Can Kinky Play and Fantasies Be a Healthy Place to Play Out Identity-Based Fears?

Earlier this year, I attended a workshop on extreme play and playing with fear. The audience was entirely queer, and when we were were asked to list some fantasy scenarios in the realm of the class, participants eventually moved beyond more general fantasies such as rape, torture, and playing with phobias and into fantasies involving homophobia, transphobia, bashing, and rape scenes with a specific queer-shaming component.

Perhaps this is surprising in a room full of mostly healthy, sex-positive, self-actualized queers, but I actually find it to be a fairly predictable direction for fantasies to go. When relieved of the need to be okay with something actually happening, it seems fairly normal for fantasies to tend towards the taboo, and perhaps especially towards the directly personal taboo. After all, those of us who are marginalized in some way spend much of our days dealing with people being jerks about our identities or simply exercising privilege, explaining our identities to others, setting boundaries, commiserating with similarly-identified friends, etc. For many of us, one or more identities are constantly on our minds, whether that’s our preference or not, and we spend a lot of time policing what’s okay with reference to our identities. We may also spend a lot of time being policed by those in and out of our identity group–“are you just going to let that slide?” “You need to spend more time on activism!” “Before you have sex, be sure to negotiate language around your body, or they’ll walk right over you.”

[Data segment]
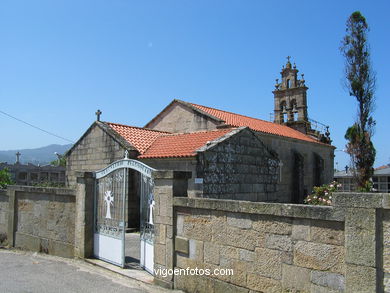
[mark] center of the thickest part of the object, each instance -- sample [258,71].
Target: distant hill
[41,155]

[Task statement]
According to the text on kinky play and identity-based fears, what topic did the workshop attended earlier this year cover?

[Reply]
Extreme play and playing with fear.